**Problem to work on**
According to the state agency notes, what is the current price of paddlefish eggs?

** Opening Source text block **

April Layher (Arkansas Game and Fish Commission) - Agency is concerned about paddlefish stocks and the commercial fishery for them. Egg prices are at $50.00/pound and poaching is increasing. Alan Carter is in a new position. He will work with the Corps of Engineers to make improvements (200 sites) to remove instream structures and notch dikes.
Keith Weaver - Georgia Department of Natural Resources - State has experienced 3 years of drought and the farmers are pumping the rivers dry.
Al Surmont - Kentucky Department of Fish & Wildlife Resources - started in lieu fees for stream impacts. The program is going well but politicians want the money for projects in their counties. Fish kills (Wayne Davis).
Dennis Riecke - Mississippi Department of Wildlife, Fisheries & Parks - Sixty percent of the ATV’s sold in the nation are sold within a 200 mile radius of Jackson, MS and we are having a problem with people riding them in streams. Legislation to specifically prohibit this activity was introduced. One or two additional streams will be approved to enter into the voluntary scenic streams program. Agency developed a native mussel poster and recently published the book “Inland Fishes of Mississippi”.

** Closing Source text block **
** Opening Provided material block **

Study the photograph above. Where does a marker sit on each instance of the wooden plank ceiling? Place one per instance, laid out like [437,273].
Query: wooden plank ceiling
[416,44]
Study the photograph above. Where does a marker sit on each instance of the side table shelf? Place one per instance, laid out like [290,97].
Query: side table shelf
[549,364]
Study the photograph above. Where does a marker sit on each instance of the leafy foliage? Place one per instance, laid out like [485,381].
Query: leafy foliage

** Closing Provided material block **
** Opening Provided material block **

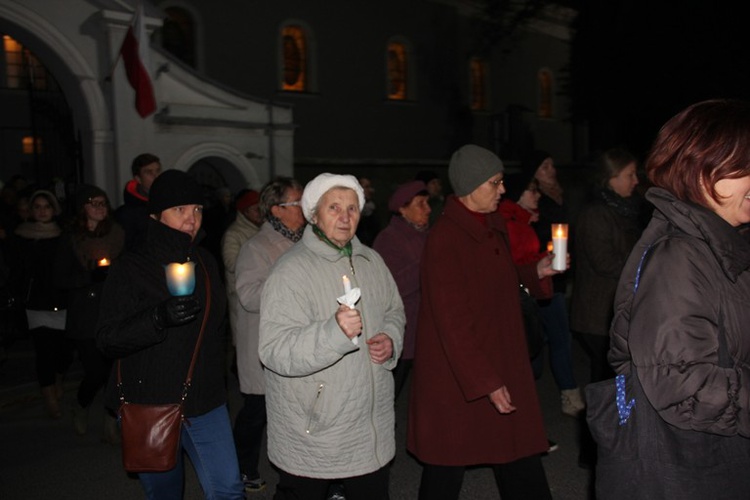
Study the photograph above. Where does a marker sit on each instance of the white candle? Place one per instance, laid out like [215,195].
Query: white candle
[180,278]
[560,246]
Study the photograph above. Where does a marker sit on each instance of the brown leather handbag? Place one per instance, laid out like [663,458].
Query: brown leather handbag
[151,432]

** Closing Provided material block **

**Solved problem**
$50.00 per pound.